Source passage:
=== Begin Enclosure ===

Marike Schuurman, Expired 29, Expired 8, both: 2009-2011, Inkjet print on dibond, liquid gloss, 184 x 150 cm, Edition 5+1
"Every order is somehow absurd and like a wax figure if one takes it too seriously, everything is a petrified single case of its possibilities.
But it is not doubt, but rather it's a shifting, elastic indeterminacy that feels it's capable of anything."
Robert Musil, The Man without Qualities - II unfinished chapters, Reinbek bei Hamburg: Rowohlt, 2000, p. 1509
Hamish Morrison Galerie is very pleased to present the latest series of photographs by the Dutch artist Marike Schuurman (born in 1964) in her first solo show with the gallery.
Marike Schuurman has always understood photography as an adequate process for transcending reality. She visits all sorts of places, observes patiently, and discovers details that elude modern people due to a long-internalised visual self-protection. Schuurman's approach seems like the careful unfolding of a temporal map, on which unknown small creeks, estuaries and islands of time are marked. Marike Schuurman does not stage anything, she finds things. Her vision wrenches from reality its hidden surrealities, and captures them. The results are sometimes revealing, sometimes extremely poetic, but above all brilliantly composed.

=== End Enclosure ===

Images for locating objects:

=== Begin Enclosure ===

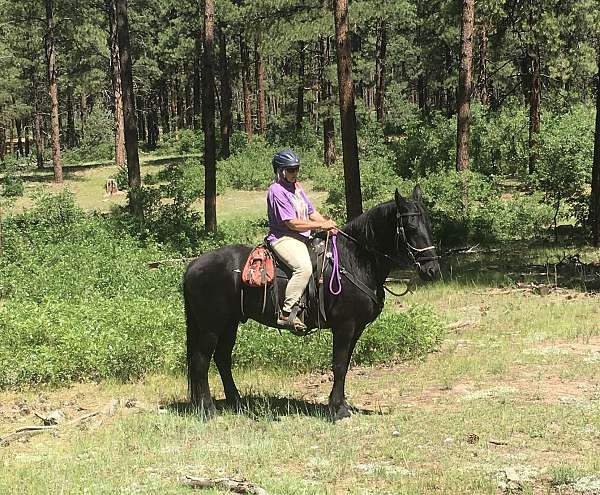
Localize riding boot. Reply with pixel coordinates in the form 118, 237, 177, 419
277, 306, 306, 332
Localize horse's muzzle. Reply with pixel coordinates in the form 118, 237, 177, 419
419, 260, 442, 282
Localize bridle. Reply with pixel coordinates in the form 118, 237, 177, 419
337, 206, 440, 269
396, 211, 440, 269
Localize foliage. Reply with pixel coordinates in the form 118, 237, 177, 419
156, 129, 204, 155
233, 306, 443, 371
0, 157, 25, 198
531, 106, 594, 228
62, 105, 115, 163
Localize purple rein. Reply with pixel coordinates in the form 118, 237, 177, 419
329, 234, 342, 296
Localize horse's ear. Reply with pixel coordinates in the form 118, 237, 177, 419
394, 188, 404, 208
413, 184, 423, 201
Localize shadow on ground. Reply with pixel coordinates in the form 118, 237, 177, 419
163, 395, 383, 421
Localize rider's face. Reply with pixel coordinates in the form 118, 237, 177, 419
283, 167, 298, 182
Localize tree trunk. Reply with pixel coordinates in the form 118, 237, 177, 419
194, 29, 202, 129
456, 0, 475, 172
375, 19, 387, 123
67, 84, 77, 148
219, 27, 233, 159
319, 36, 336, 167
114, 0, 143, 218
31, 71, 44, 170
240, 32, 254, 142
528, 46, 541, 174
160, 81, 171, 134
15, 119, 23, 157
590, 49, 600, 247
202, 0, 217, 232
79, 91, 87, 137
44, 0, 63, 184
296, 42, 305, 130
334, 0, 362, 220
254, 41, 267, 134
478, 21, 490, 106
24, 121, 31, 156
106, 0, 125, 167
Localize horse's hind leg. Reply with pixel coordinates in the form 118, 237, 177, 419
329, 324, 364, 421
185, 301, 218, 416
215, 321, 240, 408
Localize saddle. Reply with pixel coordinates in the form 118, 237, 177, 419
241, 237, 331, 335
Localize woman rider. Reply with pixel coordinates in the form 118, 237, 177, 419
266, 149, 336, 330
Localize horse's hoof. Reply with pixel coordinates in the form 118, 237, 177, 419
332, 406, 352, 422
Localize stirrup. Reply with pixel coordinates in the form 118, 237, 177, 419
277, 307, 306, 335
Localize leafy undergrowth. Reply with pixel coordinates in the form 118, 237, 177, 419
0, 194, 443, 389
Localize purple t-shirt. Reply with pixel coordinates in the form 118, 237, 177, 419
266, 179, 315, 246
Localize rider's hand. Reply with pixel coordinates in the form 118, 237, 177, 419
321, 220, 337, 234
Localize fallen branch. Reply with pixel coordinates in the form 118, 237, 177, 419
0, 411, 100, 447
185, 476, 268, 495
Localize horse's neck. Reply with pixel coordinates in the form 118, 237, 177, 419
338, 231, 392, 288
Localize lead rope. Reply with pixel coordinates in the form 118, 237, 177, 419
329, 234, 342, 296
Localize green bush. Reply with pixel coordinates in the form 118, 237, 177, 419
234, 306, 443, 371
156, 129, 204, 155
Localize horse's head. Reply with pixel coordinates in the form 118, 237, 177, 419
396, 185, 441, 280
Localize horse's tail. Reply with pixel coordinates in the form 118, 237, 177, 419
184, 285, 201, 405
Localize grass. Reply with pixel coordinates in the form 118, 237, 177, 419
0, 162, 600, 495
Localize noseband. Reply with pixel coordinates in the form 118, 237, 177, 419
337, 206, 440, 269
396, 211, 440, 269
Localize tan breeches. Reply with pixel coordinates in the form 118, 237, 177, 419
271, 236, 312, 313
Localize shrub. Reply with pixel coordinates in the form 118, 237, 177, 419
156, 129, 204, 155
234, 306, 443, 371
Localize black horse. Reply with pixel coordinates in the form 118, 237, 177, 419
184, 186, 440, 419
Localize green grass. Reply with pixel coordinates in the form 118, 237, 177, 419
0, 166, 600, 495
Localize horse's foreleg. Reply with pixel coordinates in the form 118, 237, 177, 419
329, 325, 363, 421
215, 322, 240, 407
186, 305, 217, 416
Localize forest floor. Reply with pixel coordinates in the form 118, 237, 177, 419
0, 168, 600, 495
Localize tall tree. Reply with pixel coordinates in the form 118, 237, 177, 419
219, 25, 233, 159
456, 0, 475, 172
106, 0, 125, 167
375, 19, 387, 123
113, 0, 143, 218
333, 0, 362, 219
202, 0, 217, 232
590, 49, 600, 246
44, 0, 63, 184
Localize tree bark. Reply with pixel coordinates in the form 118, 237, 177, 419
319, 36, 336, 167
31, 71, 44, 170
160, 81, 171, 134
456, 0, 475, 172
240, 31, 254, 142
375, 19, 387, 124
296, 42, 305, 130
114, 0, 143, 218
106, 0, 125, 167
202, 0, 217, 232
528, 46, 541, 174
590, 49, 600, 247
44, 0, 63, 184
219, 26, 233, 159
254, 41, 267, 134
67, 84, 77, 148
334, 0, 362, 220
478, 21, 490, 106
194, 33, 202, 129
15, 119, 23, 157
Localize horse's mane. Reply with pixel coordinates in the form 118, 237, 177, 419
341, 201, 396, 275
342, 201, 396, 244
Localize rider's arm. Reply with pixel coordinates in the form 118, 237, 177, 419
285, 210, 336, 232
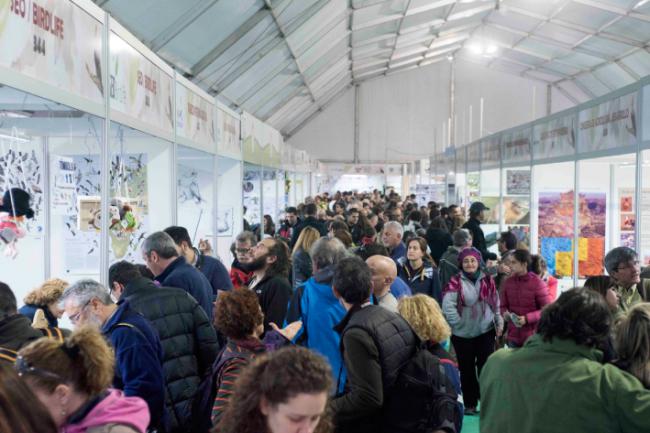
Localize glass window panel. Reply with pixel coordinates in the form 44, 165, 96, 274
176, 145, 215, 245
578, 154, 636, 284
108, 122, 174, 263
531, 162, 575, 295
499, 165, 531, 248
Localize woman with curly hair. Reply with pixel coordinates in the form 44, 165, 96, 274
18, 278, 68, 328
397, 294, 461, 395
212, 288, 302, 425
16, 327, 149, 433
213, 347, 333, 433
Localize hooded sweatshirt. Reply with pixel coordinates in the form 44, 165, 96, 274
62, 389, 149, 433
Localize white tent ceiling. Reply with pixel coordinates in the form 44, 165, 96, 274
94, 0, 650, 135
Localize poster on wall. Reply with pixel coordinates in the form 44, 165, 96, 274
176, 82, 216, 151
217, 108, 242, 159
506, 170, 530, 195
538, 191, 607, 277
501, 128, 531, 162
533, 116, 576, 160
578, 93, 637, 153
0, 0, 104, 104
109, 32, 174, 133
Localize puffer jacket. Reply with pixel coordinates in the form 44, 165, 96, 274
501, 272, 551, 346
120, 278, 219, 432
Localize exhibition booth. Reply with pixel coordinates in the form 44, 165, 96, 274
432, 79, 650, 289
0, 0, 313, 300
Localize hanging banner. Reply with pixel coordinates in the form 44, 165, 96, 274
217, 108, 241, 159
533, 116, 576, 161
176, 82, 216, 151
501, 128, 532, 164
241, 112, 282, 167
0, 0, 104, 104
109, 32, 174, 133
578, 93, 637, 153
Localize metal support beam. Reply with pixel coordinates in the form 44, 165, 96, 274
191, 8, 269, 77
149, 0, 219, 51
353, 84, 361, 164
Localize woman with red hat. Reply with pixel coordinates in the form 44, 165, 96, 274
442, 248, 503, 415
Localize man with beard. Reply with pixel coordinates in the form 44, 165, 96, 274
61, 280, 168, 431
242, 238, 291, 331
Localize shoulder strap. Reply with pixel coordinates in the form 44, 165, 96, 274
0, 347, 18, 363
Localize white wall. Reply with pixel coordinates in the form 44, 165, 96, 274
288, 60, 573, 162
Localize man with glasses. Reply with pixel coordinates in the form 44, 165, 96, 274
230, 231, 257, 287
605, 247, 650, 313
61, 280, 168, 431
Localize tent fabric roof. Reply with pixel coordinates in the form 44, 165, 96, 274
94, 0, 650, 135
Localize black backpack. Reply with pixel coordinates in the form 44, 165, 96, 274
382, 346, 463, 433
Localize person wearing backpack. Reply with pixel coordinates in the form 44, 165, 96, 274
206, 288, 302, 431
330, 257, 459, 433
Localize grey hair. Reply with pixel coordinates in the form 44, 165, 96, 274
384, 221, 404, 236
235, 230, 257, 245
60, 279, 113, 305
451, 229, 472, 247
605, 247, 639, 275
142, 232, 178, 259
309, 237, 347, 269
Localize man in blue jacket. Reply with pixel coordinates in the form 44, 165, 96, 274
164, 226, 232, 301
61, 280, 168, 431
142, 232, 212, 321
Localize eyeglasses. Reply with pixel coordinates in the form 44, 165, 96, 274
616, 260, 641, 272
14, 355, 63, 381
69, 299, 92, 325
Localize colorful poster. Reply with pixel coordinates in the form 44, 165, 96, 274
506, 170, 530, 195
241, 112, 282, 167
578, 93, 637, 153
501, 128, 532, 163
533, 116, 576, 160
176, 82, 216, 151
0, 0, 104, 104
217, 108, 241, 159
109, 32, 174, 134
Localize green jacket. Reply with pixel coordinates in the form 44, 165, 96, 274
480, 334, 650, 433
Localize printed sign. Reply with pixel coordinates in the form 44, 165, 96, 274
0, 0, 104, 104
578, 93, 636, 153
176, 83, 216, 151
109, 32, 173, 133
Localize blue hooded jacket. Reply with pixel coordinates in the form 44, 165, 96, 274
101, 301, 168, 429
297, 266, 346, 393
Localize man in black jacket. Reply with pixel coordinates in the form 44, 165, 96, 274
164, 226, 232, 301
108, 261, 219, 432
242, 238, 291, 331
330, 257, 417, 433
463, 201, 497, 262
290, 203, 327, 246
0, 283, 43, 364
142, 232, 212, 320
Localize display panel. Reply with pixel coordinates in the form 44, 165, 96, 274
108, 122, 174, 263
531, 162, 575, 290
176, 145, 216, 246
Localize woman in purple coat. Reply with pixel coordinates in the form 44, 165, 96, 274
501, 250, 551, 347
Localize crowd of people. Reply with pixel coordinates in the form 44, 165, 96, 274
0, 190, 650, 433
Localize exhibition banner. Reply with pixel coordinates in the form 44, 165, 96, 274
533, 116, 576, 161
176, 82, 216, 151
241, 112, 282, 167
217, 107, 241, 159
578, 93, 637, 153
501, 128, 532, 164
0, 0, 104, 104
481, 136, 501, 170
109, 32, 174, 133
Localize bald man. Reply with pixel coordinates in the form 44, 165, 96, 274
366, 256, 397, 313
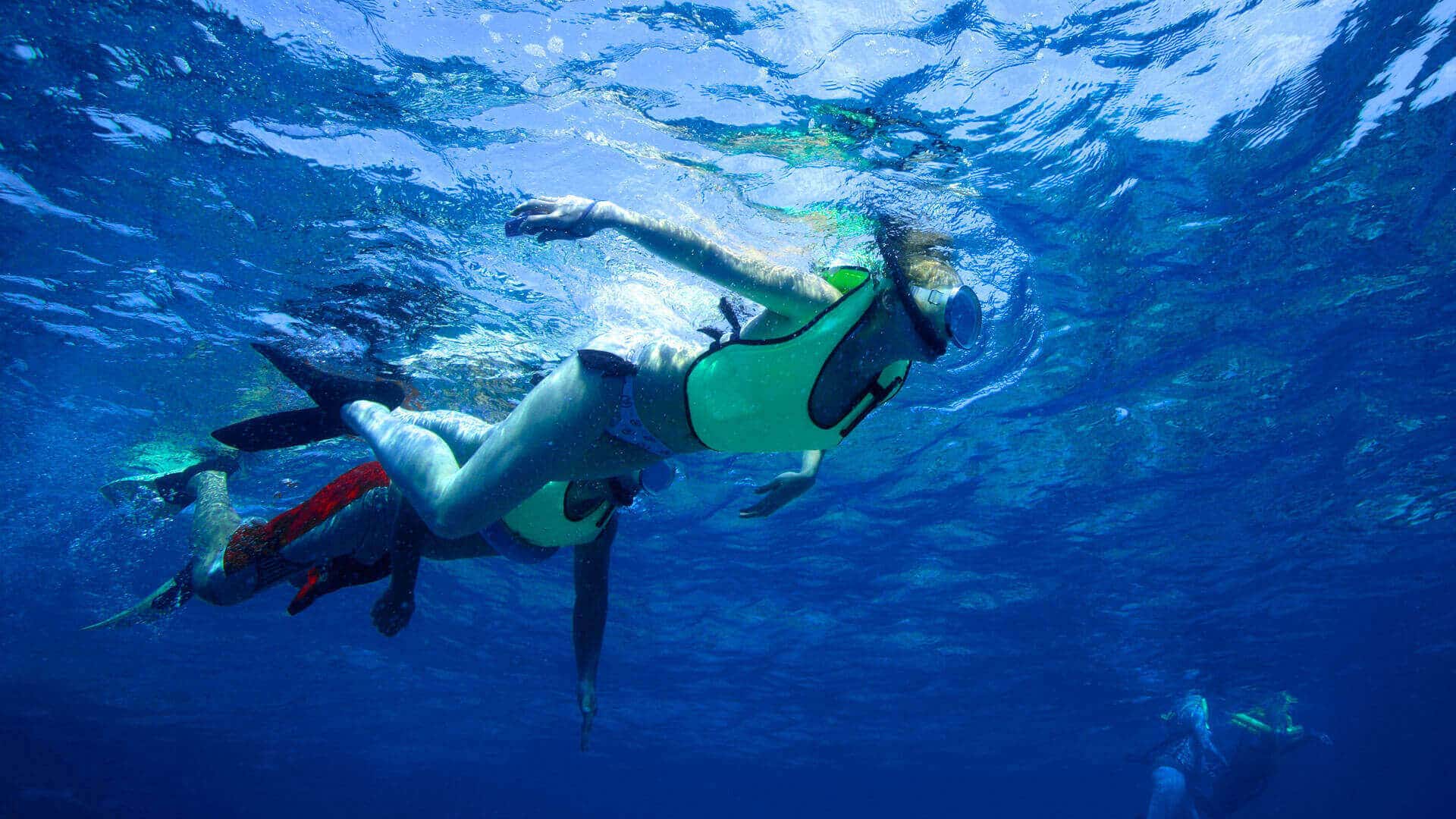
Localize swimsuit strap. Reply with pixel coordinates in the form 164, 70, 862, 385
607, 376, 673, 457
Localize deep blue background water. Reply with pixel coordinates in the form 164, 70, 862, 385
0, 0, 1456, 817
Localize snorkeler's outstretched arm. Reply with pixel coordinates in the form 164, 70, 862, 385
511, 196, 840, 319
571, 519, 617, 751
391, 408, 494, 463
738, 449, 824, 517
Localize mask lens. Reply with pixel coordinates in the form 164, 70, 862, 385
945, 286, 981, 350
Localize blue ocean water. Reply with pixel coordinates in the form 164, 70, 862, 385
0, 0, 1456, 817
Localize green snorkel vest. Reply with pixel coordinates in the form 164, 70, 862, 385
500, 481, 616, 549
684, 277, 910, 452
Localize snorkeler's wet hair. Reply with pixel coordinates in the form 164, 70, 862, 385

=== End Enclosure ===

What you are asked to do:
According to the exhibition text, in what year was Marike Schuurman born? Answer from the exhibition text alone.

Finished exercise:
1964